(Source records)
··········
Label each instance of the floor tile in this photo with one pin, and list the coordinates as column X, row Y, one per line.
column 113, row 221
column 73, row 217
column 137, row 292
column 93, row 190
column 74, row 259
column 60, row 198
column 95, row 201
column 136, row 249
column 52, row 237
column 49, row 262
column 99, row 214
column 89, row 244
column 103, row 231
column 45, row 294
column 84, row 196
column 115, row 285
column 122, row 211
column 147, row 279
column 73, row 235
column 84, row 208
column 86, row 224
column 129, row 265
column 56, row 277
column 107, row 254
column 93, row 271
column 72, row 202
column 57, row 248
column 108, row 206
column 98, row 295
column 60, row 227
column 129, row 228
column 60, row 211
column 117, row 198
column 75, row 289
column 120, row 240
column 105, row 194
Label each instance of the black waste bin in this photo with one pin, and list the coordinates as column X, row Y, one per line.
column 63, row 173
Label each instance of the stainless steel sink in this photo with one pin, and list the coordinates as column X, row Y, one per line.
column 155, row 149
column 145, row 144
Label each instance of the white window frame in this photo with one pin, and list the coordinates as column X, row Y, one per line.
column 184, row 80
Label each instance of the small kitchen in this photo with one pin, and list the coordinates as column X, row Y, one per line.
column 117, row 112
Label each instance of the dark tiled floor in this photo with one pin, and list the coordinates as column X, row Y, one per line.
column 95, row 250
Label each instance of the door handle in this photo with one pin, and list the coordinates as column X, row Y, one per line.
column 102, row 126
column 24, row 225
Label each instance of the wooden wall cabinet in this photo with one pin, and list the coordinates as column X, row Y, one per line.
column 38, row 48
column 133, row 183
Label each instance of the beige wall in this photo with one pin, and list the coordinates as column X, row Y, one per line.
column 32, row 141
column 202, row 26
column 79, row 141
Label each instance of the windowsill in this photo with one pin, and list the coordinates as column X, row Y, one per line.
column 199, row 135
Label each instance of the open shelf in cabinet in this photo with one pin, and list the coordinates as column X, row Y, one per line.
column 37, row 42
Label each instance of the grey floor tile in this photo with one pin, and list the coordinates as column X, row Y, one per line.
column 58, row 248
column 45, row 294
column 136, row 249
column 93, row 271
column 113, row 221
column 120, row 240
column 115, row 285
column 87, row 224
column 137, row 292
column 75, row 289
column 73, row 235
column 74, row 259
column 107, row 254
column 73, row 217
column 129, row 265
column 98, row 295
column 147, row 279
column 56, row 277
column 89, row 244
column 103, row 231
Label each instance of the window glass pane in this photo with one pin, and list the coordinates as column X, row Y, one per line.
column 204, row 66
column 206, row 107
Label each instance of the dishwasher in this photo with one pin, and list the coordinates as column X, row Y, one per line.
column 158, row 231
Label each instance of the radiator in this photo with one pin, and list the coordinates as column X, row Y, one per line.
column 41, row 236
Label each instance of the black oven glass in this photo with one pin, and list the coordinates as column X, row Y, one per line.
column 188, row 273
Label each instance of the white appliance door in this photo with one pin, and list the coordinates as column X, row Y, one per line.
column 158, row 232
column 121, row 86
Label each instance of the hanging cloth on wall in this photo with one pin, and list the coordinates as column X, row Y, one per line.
··········
EXERCISE INSTRUCTIONS: Lines from the one with "Label each instance of the black oven" through the last line above must be printed exactly; no other line is to appear.

FINAL ANSWER:
Label each instance of the black oven glass in this photo with one pin, and list the coordinates as column X, row Y, one per line.
column 188, row 273
Label each instance of the white appliance door in this photo with one pin, and list the coordinates as column X, row Y, one per line.
column 158, row 232
column 121, row 86
Label each instance of the hanging cloth on wall in this photo with one pin, and list the coordinates as column X, row Y, one per line.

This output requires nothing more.